▸ **PROBLEM STATEMENT**
Scan the records below for the line containing "positive clicks: (51, 40)" and the line containing "negative clicks: (402, 98) (389, 14)". Copy both, plus every line between, exactly.

▸ **GIVEN INFORMATION**
■ ■ ■ ■ ■

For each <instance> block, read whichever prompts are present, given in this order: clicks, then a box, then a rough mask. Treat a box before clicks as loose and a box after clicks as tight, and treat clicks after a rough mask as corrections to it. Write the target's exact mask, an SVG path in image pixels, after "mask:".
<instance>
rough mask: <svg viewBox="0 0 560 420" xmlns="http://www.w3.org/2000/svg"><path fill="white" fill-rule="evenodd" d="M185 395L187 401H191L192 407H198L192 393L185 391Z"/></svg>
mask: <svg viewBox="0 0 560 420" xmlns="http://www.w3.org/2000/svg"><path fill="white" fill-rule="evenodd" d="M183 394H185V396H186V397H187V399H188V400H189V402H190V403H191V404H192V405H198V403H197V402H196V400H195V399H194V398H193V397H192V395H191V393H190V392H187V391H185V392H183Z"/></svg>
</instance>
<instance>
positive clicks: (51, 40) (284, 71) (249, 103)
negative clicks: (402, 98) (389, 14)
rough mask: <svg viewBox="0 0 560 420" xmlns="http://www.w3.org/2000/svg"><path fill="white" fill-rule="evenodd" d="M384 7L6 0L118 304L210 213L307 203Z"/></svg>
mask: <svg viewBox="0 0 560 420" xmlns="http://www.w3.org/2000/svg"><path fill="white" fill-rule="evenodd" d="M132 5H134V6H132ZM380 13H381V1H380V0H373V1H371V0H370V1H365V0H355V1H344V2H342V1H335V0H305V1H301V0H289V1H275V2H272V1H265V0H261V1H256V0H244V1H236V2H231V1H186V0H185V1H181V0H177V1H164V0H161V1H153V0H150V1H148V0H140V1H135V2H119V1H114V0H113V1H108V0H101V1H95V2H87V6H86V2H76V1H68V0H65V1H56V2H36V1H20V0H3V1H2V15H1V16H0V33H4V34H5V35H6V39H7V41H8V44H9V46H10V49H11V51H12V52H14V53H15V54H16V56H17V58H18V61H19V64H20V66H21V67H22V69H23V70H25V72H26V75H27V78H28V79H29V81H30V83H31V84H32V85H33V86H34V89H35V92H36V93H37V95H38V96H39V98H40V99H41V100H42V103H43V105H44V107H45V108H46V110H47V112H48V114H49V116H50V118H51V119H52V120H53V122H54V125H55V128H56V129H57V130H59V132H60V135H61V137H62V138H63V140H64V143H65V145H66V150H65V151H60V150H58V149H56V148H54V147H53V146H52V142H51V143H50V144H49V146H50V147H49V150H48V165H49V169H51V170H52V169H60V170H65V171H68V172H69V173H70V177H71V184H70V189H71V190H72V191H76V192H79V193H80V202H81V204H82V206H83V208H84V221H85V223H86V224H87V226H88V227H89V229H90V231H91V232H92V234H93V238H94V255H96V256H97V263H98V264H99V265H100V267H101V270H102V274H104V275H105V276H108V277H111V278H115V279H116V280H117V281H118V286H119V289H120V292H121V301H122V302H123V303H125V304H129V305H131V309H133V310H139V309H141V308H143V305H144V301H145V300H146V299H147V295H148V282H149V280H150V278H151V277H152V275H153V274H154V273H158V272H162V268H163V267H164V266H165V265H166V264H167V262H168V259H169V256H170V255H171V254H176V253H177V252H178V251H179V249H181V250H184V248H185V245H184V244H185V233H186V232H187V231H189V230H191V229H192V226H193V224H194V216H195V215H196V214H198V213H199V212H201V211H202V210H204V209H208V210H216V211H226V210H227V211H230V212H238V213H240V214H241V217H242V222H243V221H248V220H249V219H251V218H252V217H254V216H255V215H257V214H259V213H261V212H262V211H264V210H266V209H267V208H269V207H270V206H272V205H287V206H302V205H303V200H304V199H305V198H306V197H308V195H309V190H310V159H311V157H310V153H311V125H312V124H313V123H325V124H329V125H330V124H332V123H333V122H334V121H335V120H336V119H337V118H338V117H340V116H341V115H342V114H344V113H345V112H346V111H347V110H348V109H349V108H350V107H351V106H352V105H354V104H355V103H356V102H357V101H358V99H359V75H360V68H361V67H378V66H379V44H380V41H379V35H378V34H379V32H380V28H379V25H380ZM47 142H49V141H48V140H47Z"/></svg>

■ ■ ■ ■ ■

▸ **ANSWER AREA**
positive clicks: (51, 40) (284, 71) (249, 103)
negative clicks: (402, 98) (389, 14)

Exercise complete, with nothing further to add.